===== Data to use

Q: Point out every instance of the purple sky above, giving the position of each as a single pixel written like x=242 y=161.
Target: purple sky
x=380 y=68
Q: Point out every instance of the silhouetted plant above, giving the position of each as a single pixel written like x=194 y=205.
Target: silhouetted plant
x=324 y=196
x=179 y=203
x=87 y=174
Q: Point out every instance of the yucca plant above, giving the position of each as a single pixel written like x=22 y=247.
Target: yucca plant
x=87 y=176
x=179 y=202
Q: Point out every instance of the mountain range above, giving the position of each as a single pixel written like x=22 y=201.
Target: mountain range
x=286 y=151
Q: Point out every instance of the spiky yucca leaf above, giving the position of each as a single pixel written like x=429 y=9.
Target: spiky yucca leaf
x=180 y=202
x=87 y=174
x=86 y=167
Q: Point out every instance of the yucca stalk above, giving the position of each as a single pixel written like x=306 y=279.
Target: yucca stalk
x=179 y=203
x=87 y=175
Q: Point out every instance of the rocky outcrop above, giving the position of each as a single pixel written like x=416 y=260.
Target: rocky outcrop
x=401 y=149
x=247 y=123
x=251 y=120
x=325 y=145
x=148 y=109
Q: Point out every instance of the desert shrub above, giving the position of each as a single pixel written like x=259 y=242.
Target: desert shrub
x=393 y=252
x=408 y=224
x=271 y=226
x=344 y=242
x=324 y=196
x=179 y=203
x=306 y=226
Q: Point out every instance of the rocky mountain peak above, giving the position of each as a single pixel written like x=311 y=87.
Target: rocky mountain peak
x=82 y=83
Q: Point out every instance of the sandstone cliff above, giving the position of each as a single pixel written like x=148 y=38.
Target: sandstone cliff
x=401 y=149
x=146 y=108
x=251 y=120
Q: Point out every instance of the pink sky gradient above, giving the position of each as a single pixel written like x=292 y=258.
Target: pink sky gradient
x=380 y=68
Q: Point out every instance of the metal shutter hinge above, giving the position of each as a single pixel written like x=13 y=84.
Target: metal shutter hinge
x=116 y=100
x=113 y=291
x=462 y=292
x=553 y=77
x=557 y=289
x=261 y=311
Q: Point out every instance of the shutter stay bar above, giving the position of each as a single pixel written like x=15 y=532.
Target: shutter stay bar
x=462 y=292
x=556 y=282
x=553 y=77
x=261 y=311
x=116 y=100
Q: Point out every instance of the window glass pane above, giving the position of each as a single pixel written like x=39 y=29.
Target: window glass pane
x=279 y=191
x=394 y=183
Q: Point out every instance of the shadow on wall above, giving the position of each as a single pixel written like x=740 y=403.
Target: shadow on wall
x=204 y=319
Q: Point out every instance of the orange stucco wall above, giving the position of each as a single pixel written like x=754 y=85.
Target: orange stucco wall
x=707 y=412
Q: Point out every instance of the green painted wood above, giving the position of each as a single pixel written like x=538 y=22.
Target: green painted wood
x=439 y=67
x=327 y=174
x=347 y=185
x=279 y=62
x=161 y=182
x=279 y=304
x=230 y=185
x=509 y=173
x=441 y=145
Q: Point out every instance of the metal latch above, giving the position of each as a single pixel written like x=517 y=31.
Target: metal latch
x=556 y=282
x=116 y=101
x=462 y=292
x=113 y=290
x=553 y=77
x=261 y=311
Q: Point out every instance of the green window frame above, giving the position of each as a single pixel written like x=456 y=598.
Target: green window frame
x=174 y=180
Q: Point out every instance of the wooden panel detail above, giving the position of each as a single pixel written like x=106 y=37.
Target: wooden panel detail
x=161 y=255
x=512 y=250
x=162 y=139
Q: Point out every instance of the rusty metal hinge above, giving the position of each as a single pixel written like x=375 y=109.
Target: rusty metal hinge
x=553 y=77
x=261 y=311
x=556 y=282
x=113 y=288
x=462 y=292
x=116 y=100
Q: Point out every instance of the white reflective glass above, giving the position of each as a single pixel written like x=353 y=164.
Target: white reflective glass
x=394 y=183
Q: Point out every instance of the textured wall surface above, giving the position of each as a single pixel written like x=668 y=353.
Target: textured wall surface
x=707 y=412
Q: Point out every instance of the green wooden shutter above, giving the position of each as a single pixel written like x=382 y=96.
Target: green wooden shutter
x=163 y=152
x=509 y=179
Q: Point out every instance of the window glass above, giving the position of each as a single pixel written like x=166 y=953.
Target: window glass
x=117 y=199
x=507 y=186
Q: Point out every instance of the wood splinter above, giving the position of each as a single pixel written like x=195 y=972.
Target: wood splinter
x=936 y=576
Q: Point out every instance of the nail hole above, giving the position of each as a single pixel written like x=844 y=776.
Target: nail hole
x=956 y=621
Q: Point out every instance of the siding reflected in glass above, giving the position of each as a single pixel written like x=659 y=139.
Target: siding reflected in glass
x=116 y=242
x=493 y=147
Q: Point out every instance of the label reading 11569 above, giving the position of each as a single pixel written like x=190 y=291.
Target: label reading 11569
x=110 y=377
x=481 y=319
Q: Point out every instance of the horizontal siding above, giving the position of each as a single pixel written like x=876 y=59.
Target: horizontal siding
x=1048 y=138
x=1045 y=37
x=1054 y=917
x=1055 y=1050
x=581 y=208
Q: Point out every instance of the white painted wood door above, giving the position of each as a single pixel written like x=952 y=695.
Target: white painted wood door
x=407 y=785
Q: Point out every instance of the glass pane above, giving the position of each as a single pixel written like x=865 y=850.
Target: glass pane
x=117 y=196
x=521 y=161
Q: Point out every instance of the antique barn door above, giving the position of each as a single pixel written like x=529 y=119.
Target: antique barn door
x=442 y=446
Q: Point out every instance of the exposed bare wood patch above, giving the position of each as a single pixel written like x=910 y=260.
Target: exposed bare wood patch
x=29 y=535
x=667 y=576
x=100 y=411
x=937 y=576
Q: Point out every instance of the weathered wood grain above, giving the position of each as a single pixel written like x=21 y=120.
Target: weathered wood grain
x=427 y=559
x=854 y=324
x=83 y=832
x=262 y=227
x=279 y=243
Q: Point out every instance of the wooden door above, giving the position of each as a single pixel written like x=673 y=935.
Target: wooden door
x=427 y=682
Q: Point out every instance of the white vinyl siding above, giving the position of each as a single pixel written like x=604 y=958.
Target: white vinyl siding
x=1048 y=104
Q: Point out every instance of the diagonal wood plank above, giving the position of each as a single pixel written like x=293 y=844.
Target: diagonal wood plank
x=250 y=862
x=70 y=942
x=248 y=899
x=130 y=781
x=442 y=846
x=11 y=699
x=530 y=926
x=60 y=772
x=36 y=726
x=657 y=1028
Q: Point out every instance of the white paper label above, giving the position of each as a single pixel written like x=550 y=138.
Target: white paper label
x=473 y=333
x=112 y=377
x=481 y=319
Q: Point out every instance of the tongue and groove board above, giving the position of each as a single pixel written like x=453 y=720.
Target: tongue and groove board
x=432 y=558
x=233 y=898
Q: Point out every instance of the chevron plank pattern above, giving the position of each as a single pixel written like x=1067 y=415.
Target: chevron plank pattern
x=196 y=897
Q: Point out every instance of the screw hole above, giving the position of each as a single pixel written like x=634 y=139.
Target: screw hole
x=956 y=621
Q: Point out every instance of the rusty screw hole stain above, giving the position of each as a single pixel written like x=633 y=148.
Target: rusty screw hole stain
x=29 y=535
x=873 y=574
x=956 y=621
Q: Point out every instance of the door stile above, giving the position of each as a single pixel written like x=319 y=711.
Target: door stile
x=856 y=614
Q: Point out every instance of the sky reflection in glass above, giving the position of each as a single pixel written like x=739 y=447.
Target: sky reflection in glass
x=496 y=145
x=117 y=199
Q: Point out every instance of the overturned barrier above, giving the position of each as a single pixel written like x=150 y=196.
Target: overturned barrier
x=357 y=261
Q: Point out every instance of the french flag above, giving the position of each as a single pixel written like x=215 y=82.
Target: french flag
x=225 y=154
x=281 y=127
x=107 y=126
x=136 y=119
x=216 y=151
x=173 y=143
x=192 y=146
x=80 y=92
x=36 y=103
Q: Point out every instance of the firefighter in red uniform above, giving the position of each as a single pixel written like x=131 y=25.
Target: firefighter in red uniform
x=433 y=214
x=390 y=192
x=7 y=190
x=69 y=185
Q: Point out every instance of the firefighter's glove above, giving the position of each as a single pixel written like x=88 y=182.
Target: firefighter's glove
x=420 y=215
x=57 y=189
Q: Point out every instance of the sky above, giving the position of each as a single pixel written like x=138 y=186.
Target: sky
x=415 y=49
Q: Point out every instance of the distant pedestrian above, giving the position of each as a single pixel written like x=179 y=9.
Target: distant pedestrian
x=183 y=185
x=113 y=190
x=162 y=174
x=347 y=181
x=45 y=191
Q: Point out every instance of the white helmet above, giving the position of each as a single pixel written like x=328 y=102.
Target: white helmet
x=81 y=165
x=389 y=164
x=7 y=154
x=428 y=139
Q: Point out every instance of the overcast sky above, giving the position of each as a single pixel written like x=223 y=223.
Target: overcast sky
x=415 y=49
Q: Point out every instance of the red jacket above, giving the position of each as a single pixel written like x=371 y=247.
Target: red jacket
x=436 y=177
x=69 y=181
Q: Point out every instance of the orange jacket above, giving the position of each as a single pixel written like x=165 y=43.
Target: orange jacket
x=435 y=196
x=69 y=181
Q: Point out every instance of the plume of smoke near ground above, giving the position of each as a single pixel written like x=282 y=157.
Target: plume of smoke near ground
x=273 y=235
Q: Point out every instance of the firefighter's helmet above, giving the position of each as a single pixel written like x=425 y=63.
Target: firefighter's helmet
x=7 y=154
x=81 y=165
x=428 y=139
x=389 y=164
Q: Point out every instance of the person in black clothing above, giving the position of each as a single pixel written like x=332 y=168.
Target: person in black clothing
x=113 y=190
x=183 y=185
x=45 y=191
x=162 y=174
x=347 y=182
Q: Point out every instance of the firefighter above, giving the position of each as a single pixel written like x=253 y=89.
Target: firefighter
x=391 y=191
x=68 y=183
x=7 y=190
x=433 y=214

==========

— Task —
Can you give the records again, from the line with "Q: Point out every instance of the white vinyl" up to and including the line with "x=357 y=261", with "door stile" replaced by "door frame" and everything else left unchanged?

— Task result —
Q: Point out every instance of the white vinyl siding above, giving the position of each as a single pixel written like x=604 y=958.
Target: white vinyl siding
x=1048 y=104
Q: Point out every instance of the diagonal wood plank above, giving the position of each as a single pixel written like x=293 y=844.
Target: diagonal wood plank
x=250 y=862
x=70 y=942
x=248 y=899
x=130 y=781
x=442 y=846
x=11 y=699
x=530 y=926
x=60 y=772
x=36 y=726
x=657 y=1028
Q: Point out every instance of the white paper label above, giving the position of each as a single pixel written like x=550 y=138.
Target: white paper label
x=473 y=333
x=112 y=377
x=481 y=319
Q: Point out every instance of the tongue and groove board above, giving the position of each as a single pixel written like x=453 y=720.
Target: tongue and groove board
x=432 y=558
x=233 y=898
Q: Point out every instance of the chevron plank pattern above, giving the position of each as a single pixel written like x=1067 y=415.
Target: chevron plank pattern
x=196 y=897
Q: Point out every instance of the screw hole above, giving the position of each as a single pixel written like x=634 y=139.
Target: screw hole
x=956 y=621
Q: Point out every instance of the rusty screw hole stain above, giving the position of each as a single pixel written like x=633 y=148.
Target: rusty screw hole stain
x=29 y=535
x=873 y=574
x=956 y=621
Q: Point out every instance of the door frame above, giving the position of each as a single pixel written like x=319 y=711.
Target: door frame
x=856 y=614
Q: Point out every instance of the sky reflection in glass above, giving the position of each as a single pixel written like x=739 y=447.
Target: sky reflection in glass
x=496 y=145
x=117 y=199
Q: Point out every instance of the overturned barrier above, giving the position of each as a single pixel written like x=150 y=196.
Target: overturned barrier
x=357 y=261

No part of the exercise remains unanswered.